* TASK GOAL *
Would you please give every entry again exactly, without the pictures?

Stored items
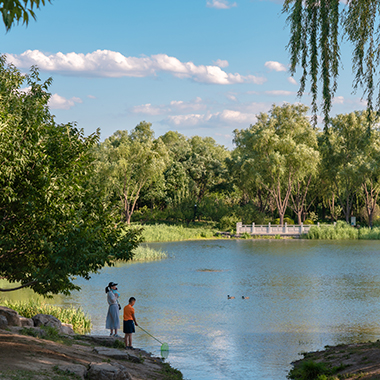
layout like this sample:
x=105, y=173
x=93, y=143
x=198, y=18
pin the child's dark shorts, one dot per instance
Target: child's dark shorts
x=128, y=327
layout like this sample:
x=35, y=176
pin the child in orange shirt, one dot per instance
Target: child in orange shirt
x=129, y=323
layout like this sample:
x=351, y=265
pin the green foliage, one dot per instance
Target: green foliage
x=54, y=224
x=342, y=230
x=279, y=152
x=144, y=253
x=310, y=370
x=19, y=10
x=286, y=220
x=162, y=232
x=314, y=45
x=71, y=315
x=128, y=162
x=228, y=223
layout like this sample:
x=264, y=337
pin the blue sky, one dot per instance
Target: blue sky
x=200, y=67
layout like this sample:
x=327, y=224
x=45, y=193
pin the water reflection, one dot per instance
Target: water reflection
x=303, y=295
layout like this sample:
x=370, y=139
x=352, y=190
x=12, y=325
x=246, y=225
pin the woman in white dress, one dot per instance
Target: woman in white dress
x=112, y=321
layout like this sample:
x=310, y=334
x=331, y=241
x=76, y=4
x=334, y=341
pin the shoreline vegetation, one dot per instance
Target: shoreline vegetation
x=344, y=361
x=74, y=316
x=161, y=232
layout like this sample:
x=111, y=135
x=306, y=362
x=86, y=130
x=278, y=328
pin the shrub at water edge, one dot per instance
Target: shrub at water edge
x=343, y=231
x=162, y=232
x=75, y=316
x=144, y=253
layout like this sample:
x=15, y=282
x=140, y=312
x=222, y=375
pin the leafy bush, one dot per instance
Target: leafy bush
x=144, y=253
x=74, y=316
x=163, y=232
x=308, y=370
x=228, y=223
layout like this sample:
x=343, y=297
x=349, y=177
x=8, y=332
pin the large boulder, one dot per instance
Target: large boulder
x=46, y=320
x=26, y=322
x=108, y=371
x=67, y=329
x=13, y=318
x=3, y=322
x=78, y=370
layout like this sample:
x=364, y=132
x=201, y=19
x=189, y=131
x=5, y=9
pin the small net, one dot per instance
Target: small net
x=164, y=350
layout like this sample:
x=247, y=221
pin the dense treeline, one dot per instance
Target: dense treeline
x=282, y=168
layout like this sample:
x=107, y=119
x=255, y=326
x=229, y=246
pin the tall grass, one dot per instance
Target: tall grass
x=144, y=253
x=163, y=232
x=343, y=231
x=75, y=316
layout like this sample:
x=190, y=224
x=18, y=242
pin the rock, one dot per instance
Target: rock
x=12, y=316
x=108, y=371
x=113, y=353
x=77, y=369
x=100, y=340
x=26, y=322
x=3, y=322
x=46, y=320
x=134, y=359
x=67, y=329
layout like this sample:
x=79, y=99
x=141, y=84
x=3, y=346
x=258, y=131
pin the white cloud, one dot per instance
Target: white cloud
x=175, y=106
x=279, y=93
x=106, y=63
x=59, y=102
x=221, y=63
x=231, y=96
x=338, y=100
x=242, y=116
x=276, y=66
x=220, y=4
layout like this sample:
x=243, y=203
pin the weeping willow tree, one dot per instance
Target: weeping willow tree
x=316, y=28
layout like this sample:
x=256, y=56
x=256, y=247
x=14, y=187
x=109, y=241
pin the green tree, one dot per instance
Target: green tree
x=279, y=150
x=53, y=224
x=19, y=10
x=128, y=162
x=349, y=157
x=315, y=28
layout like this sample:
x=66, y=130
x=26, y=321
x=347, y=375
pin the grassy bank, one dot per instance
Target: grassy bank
x=144, y=253
x=342, y=231
x=163, y=232
x=74, y=316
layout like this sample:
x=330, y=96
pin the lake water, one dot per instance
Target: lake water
x=303, y=295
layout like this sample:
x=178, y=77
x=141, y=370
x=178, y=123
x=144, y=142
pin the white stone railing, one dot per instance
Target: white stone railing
x=272, y=229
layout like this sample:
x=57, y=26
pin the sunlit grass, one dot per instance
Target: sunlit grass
x=75, y=316
x=144, y=253
x=162, y=232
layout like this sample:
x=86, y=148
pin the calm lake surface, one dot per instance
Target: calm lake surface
x=303, y=295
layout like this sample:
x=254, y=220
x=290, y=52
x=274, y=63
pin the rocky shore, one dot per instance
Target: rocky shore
x=345, y=361
x=44, y=348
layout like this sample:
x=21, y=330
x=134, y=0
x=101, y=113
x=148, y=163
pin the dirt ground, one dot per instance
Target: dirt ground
x=26, y=357
x=359, y=361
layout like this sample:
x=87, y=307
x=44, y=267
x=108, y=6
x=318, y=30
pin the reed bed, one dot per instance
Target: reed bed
x=144, y=253
x=343, y=231
x=163, y=232
x=75, y=316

* SOLUTION TO THIS PROBLEM *
layout like this sample:
x=105, y=173
x=93, y=143
x=198, y=18
pin the child's dark shorts, one dot per instance
Target: child's dark shorts
x=128, y=327
layout like this sample:
x=35, y=176
pin the child in orange shirt, one dot per instance
Target: child in orange shirt
x=129, y=323
layout like this sample:
x=351, y=265
pin the green foliage, one dot per instance
Target: green foliage
x=54, y=224
x=342, y=230
x=279, y=152
x=144, y=253
x=310, y=370
x=19, y=10
x=286, y=220
x=162, y=232
x=314, y=45
x=71, y=315
x=128, y=162
x=228, y=223
layout like this sample:
x=264, y=337
pin the blue sky, one dot per instance
Target: blue sky
x=200, y=67
layout like this sample:
x=327, y=224
x=45, y=193
pin the water reflection, one dot per instance
Target: water reflection
x=303, y=295
layout like this sample:
x=370, y=139
x=352, y=190
x=12, y=325
x=246, y=225
pin the woman in white dress, one dot per instance
Target: woman in white dress
x=112, y=321
layout like this sample:
x=310, y=334
x=331, y=241
x=76, y=4
x=334, y=341
pin the shoreline vegetation, one dot per instance
Target: shoreline vegetation
x=344, y=361
x=74, y=316
x=161, y=232
layout like this sample:
x=111, y=135
x=306, y=362
x=86, y=130
x=278, y=328
pin the shrub at water edge, one dot per instance
Target: shrub at water edge
x=343, y=231
x=162, y=232
x=75, y=316
x=144, y=253
layout like this sample:
x=15, y=282
x=140, y=312
x=222, y=375
pin the leafy bush, one dot per instance
Target: leafy bush
x=144, y=253
x=74, y=316
x=163, y=232
x=308, y=370
x=228, y=223
layout like this sample:
x=343, y=297
x=349, y=177
x=8, y=332
pin the large boulder, one dot per instance
Target: large boulder
x=46, y=320
x=26, y=322
x=108, y=371
x=67, y=329
x=13, y=318
x=3, y=322
x=78, y=370
layout like this sample:
x=364, y=132
x=201, y=19
x=189, y=131
x=5, y=9
pin the small net, one dot per instance
Target: small net
x=164, y=350
layout like this sample:
x=247, y=221
pin the dense treeline, one dot per instance
Target: dense treeline
x=282, y=168
layout like this sample:
x=107, y=119
x=255, y=326
x=229, y=246
pin the tall grass, one dot per instance
Target: tall grass
x=144, y=253
x=163, y=232
x=343, y=231
x=75, y=316
layout like this sample:
x=190, y=224
x=18, y=242
pin the rock, one dot per instance
Target: rock
x=12, y=316
x=108, y=371
x=113, y=353
x=77, y=369
x=100, y=340
x=26, y=322
x=3, y=322
x=46, y=320
x=134, y=359
x=67, y=329
layout like this sample:
x=79, y=99
x=141, y=84
x=3, y=346
x=258, y=131
pin the white cloud, one dot per instance
Target: white cloud
x=175, y=106
x=279, y=93
x=106, y=63
x=59, y=102
x=221, y=63
x=231, y=96
x=338, y=100
x=242, y=116
x=276, y=66
x=220, y=4
layout like this sample:
x=243, y=203
pin the weeping willow tree, one dot per instance
Target: weeping willow tree
x=316, y=28
layout like this sample:
x=256, y=56
x=256, y=247
x=14, y=187
x=109, y=241
pin the green tree, one dot per instance
Target: green tree
x=279, y=150
x=53, y=224
x=19, y=10
x=128, y=162
x=349, y=157
x=315, y=28
layout like this sample:
x=66, y=130
x=26, y=321
x=347, y=375
pin the grassy bank, one dot per instance
Target: grassy bank
x=144, y=253
x=342, y=231
x=163, y=232
x=74, y=316
layout like this sample:
x=330, y=96
pin the lake water, one dot per instance
Target: lake water
x=303, y=295
layout like this sample:
x=178, y=77
x=141, y=370
x=178, y=123
x=144, y=142
pin the white stone railing, one dot per instance
Target: white stone railing
x=272, y=229
layout like this sample:
x=57, y=26
pin the sunlit grass, one dot per instance
Target: sunlit grass
x=75, y=316
x=144, y=253
x=162, y=232
layout like this sample:
x=86, y=148
pin the calm lake surface, one dot per instance
Target: calm lake surface
x=303, y=295
layout like this sample:
x=254, y=220
x=290, y=52
x=274, y=63
pin the rocky shore, one dot per instance
Target: rocky shore
x=345, y=361
x=44, y=348
layout like this sample:
x=21, y=330
x=134, y=0
x=101, y=113
x=148, y=163
pin the dirt ground, one dot per instance
Target: dirt ground
x=26, y=357
x=359, y=361
layout like this sample:
x=87, y=307
x=44, y=267
x=108, y=6
x=318, y=30
pin the reed bed, one dot per instance
Target: reed bed
x=144, y=253
x=343, y=231
x=163, y=232
x=75, y=316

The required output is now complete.